[Lines of data]
....

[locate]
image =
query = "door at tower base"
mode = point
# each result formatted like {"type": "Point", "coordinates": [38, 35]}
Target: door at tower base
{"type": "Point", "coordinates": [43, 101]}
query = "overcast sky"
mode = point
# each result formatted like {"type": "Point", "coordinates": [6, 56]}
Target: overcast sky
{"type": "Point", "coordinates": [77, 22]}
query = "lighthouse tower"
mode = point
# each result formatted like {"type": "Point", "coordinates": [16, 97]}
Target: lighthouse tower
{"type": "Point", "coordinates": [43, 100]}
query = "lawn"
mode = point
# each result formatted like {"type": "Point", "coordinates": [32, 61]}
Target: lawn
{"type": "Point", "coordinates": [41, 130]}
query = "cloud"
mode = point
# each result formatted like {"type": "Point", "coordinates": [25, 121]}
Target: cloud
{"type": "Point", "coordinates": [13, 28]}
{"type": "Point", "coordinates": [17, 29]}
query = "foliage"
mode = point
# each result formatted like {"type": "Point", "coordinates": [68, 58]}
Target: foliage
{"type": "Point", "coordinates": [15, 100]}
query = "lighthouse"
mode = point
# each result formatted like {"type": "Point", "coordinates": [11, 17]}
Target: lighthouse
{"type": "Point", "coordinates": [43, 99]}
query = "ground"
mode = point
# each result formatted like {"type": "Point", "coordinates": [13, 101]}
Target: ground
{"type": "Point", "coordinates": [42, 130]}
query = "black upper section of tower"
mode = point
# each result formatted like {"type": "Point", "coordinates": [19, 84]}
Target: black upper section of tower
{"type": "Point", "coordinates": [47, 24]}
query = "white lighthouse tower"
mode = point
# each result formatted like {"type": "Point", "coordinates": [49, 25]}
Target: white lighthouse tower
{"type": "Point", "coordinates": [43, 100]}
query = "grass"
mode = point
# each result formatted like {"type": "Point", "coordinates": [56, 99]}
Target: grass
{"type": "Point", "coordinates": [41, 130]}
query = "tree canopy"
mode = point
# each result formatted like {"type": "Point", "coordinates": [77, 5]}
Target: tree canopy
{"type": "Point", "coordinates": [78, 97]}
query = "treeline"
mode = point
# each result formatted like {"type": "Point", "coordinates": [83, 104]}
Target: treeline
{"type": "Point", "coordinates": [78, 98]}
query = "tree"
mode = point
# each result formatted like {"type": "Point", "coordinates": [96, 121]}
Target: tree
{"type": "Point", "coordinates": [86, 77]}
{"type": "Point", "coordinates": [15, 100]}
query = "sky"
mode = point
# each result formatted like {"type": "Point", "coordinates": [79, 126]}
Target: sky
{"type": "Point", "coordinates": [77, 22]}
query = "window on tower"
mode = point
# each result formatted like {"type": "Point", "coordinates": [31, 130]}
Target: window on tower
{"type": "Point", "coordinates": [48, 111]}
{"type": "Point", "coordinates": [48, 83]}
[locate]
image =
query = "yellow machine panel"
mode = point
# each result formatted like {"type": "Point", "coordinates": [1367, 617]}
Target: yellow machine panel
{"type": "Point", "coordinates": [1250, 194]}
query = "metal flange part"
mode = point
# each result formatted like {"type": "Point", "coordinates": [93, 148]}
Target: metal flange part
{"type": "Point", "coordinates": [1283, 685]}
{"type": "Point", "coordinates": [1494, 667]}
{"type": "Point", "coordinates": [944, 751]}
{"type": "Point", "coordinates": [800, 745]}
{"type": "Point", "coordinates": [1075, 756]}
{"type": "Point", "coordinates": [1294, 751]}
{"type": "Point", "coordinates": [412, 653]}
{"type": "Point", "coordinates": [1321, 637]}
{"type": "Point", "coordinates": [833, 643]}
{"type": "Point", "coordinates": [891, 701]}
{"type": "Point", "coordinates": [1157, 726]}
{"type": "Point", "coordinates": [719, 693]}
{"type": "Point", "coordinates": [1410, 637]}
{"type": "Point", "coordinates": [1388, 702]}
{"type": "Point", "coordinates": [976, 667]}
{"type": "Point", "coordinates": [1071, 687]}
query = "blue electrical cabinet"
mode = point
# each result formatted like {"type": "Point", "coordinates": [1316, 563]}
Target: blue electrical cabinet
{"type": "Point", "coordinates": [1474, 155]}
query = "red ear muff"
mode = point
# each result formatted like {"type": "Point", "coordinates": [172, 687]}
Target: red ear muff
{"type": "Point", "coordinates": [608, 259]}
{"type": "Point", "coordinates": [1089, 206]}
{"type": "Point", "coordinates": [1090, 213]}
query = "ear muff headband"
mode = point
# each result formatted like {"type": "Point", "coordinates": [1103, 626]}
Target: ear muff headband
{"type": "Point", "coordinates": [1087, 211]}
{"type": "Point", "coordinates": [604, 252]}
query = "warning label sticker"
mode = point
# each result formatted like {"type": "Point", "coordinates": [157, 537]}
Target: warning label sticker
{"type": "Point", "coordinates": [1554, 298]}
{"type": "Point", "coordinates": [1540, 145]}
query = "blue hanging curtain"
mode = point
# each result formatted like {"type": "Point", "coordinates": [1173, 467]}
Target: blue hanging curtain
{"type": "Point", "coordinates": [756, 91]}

....

[GIVEN REQUEST]
Count the lines in the data above that contain the string "part". What is the total? Reply with the number only.

[CORRECT RESPONSE]
2